We would have three points of reference,

1 is the original observer on the embankment,
2 is the person on the train.
3 is the other person on the embankment that is in line with the 2nd observer when he observed the lightning strikes.

Would observer 2 and 3 observere the same delay in the time the lightning strikes arrived at their indentical locations?
This is a bit unclear, since observer 2 is in two different places (according to the embankment observers) when the light from each lightning strike reaches him. Let's say we put observer #3 on the embankment at the exact spot that observer #2 will pass when observer #2 sees the light from the front of the train. In that case the light from that lightning strike (at the front of the train/platform) will reach both observer #2 and observer #3 at the same time.

Of course, this is no surprise to observer #3, since he knows he's closer to where the lightning struck. All observations made by stationary observers (no matter where they are along the embankment) will confirm that the lightning strikes occurred simultaneously.

I'm not sure I'm following you. In any case: From the view of the embankment observers, the light from the front of the train reaches the train observer before the light from the back of the train. It takes longer for the simple reason that the train observer moves towards the front light and away from the rear light. Of course, from the train observer's point of view the distance is the same, since he's in the middle of the train.

This is a bit unclear, since observer 2 is in two different places (according to the embankment observers) when the light from each lightning strike reaches him. Let's say we put observer #3 on the embankment at the exact spot that observer #2 will pass when observer #2 sees the light from the front of the train. In that case the light from that lightning strike (at the front of the train/platform) will reach both observer #2 and observer #3 at the same time.

Of course, this is no surprise to observer #3, since he knows he's closer to where the lightning struck. All observations made by stationary observers (no matter where they are along the embankment) will confirm that the lightning strikes occurred simultaneously.

I think Albert had the ligtning hit the ground instead of the train. You may be correct that it hit the train.

If the lighting hit the train, then the light is in the internal frame of train. All light in an internal frame travels at the speed of light.

The Michelson and Morley experiment shows that the light should travel both forward and backwards through the train and arrive at the other ends at the same time.

Are you saying that Michelson and Morley does not apply to the train? It applies to the earth which is a moving frame like the train. If it is as you say for the train, it should also be the same for the people on the embankment and they would see a difference in the timing of the arrival of the flashes.

If the lightning did not hit the train, the light is not part of the train frame. In that case, the light would be chasing a frame and the frame would be headed toward the other light.

- TASKS AND EXERCISES -
a - Answer these questions using the lightning-strike thread, one answer per line:
(i) Where on the embankment is observer #3 placed?
(ii) From the view of the embankment observers, the light from which end of the train reaches the train observer first?
(iii) According to the thread, what does the Michelson and Morley experiment show?
b - Write out the lightning-strike thread word for word, from "3 is the other" to "their indentical locations?".

- STORED DATA -

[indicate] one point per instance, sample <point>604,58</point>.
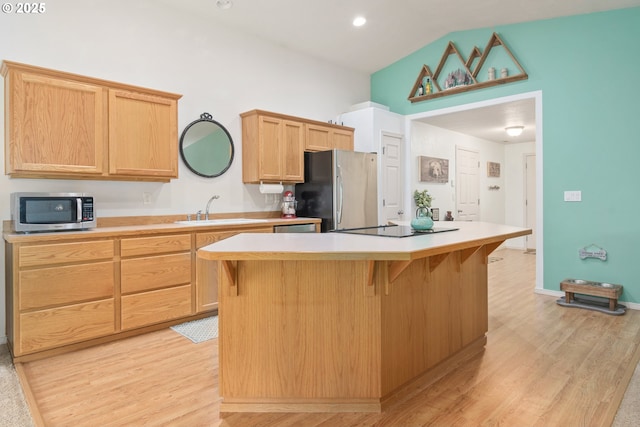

- ANSWERS FOR THE TASKS -
a -
(i) At the exact spot that observer #2 will pass when observer #2 sees the light from the front of the train.
(ii) The light from the front of the train.
(iii) That the light should travel both forward and backwards through the train and arrive at the other ends at the same time.

b -
3 is the other person on the embankment that is in line with the 2nd observer when he observed the lightning strikes.

Would observer 2 and 3 observere the same delay in the time the lightning strikes arrived at their indentical locations?